WORK REQUIRED: If pictures are present, leave them out, and copy the data word for word.
---------------
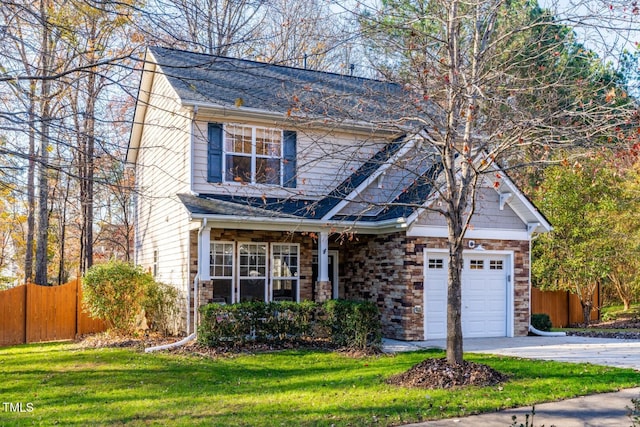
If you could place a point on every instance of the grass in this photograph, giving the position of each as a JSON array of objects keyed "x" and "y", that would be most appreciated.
[
  {"x": 613, "y": 312},
  {"x": 69, "y": 386}
]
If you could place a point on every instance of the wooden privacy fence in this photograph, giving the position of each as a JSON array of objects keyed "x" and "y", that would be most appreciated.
[
  {"x": 33, "y": 313},
  {"x": 563, "y": 307}
]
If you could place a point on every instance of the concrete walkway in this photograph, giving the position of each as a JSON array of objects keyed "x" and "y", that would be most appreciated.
[{"x": 608, "y": 409}]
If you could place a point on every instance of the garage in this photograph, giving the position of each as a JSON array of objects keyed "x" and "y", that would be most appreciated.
[{"x": 486, "y": 295}]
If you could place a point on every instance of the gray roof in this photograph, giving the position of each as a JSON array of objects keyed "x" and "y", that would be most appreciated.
[{"x": 230, "y": 83}]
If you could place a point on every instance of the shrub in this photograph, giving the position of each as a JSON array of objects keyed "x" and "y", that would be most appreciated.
[
  {"x": 255, "y": 321},
  {"x": 541, "y": 322},
  {"x": 117, "y": 292},
  {"x": 161, "y": 306},
  {"x": 354, "y": 324}
]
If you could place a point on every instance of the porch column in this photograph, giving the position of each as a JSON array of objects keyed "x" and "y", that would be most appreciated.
[{"x": 323, "y": 285}]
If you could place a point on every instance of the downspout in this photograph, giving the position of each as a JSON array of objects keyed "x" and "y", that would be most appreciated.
[
  {"x": 193, "y": 150},
  {"x": 196, "y": 281},
  {"x": 531, "y": 328}
]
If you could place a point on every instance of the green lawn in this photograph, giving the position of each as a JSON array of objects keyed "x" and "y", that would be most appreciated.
[{"x": 60, "y": 384}]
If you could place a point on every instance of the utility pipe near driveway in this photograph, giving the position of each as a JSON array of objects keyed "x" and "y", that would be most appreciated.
[{"x": 546, "y": 334}]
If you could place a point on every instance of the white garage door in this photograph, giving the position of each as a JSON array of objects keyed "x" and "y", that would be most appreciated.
[{"x": 484, "y": 295}]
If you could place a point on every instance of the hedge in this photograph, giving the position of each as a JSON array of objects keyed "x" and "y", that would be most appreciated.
[{"x": 349, "y": 324}]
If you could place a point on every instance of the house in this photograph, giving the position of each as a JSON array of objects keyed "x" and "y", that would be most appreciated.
[{"x": 262, "y": 182}]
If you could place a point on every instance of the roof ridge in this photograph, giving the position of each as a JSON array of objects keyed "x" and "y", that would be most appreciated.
[{"x": 269, "y": 64}]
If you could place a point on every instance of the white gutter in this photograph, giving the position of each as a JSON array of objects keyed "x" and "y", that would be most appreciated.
[
  {"x": 193, "y": 149},
  {"x": 280, "y": 117},
  {"x": 172, "y": 345},
  {"x": 315, "y": 225}
]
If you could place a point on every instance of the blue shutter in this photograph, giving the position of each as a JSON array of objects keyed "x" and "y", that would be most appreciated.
[
  {"x": 289, "y": 159},
  {"x": 214, "y": 151}
]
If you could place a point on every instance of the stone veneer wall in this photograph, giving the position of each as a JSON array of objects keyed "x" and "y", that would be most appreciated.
[
  {"x": 307, "y": 245},
  {"x": 389, "y": 270}
]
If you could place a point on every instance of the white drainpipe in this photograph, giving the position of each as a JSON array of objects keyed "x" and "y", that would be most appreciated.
[{"x": 196, "y": 281}]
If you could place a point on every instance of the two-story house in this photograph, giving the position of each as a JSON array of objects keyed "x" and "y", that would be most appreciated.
[{"x": 262, "y": 182}]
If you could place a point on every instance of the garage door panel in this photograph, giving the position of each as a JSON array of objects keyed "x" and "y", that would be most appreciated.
[{"x": 484, "y": 297}]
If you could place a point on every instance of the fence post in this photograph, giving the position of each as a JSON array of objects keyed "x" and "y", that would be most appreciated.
[
  {"x": 24, "y": 311},
  {"x": 77, "y": 308}
]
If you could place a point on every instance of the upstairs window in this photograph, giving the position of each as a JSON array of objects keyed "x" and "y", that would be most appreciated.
[{"x": 251, "y": 155}]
---------------
TASK SOLUTION:
If you could place a point on every instance of the grass in this photograph, giving the position of each as a JSON array of objects keyed "x" and "y", that would be most appreciated.
[
  {"x": 613, "y": 312},
  {"x": 69, "y": 386}
]
If you could place a point on every instance of the wooden privacy fence in this photograph, giving the position of each as a JSON array of objects keyed "x" and "y", that would be most appreciated.
[
  {"x": 33, "y": 313},
  {"x": 563, "y": 307}
]
If you could place a point on every instance of the concrete walkway in this photograph, giving the position of each as a JSON array of objects keyed "x" and "y", that would be most appreciated.
[{"x": 608, "y": 409}]
If you could place a point on every instance of the garage in this photograph, giving the position of each as a JSON array of objects keyed "x" and "y", that would be most appreciated.
[{"x": 486, "y": 295}]
If you could place a point on every instance of the gray roof in this photograph, giving the position of each as a JSON array of objects keyed "x" and "y", that would be most appreciated.
[{"x": 230, "y": 83}]
If you could place a point on every instance of the shrub in this photograph, giving the position of each as a JSON array of objects keyed "x" and "y", that would be most appreciated.
[
  {"x": 255, "y": 321},
  {"x": 541, "y": 322},
  {"x": 117, "y": 292},
  {"x": 161, "y": 306},
  {"x": 354, "y": 324}
]
If you could place a point on every instance of the porch column in this photograph, giving the position of each as a JSON array of objects keyed "x" and "y", that would be most appreciated.
[{"x": 323, "y": 285}]
If you could place a point on every instance of the downspout in this photograph, giving the position of each as a JSON array of objects keyed "x" and "y", that would be most appreciated.
[
  {"x": 193, "y": 150},
  {"x": 196, "y": 281},
  {"x": 531, "y": 328}
]
If you could place a point on every instance of the green lawn in this photograph, giving the position of each as a JSON array of objects keyed "x" and "y", that would be most appreciated.
[{"x": 60, "y": 384}]
If you could place a point on every instance of the utility pipe near driveway in this photograph, giving the position of each as a JSON array of objects keyed "x" and "y", that would be most appreciated.
[{"x": 546, "y": 334}]
If you could place a point on every instance of the white garage door in this photograph, giving the position of each as a JSON array of objects keyed "x" and "y", that would be most appreciated.
[{"x": 484, "y": 295}]
If you could place a point on every instance of the hedge in this photograph, giving the position of each as a JSON array of objects keyed "x" and "y", that would be most appreciated.
[{"x": 349, "y": 324}]
If you could place a point on every instance of the house in this photograph, giving the position of each as a JSON array of objects keyed "x" and "y", that would be most appreciated.
[{"x": 262, "y": 182}]
If you could place a point on every instance of the roof ridge in this photograph, giving the position of each as a JSON array of objects keyed "x" and "y", that would be most appreciated.
[{"x": 269, "y": 64}]
If you could place a point on every instance of the white gutter in this photograph, giving the position of each as a JSON array of objects keyed "x" and "y", that would be most appreciated.
[
  {"x": 193, "y": 149},
  {"x": 280, "y": 117},
  {"x": 172, "y": 345},
  {"x": 315, "y": 225}
]
If you could place a point on every instance of the blue shutter in this photograph, giving the position of each as a JSON array of objects keyed "x" and "y", that would be most appreciated.
[
  {"x": 289, "y": 159},
  {"x": 214, "y": 151}
]
If you could place a point on every instance of the stone veneer wall in this photograph, giving the position of each as a JSON array of objects keyed "x" and "y", that would be most appreciated.
[
  {"x": 307, "y": 245},
  {"x": 389, "y": 270}
]
If you could place a point on every instance of the white drainpipe in this photograph, giving the position of each as a JSON array of objects keyed "x" and "y", that would be most appreciated.
[{"x": 196, "y": 281}]
If you could place a point on every instance of the two-story house in this photograph, giving the position of each as a JSON array of objects keyed "x" and "y", that would be most appreciated.
[{"x": 262, "y": 182}]
If you could place a point on every instance of the garage door panel in this photograph, giving the position of each as a JSON array of objects keyed "x" and "y", that would be most appreciated.
[{"x": 484, "y": 297}]
If you could place a point on every instance of the fence post in this photograph, giving the position of each as a JSON array of objects keyed "x" and "y", that would be most appreciated.
[
  {"x": 24, "y": 311},
  {"x": 77, "y": 308}
]
If you could place a point on every instance of the upstairs window in this photograph, giving the position of each as a JSON array of objects keyed "x" and "y", that would be most appreciated.
[{"x": 251, "y": 155}]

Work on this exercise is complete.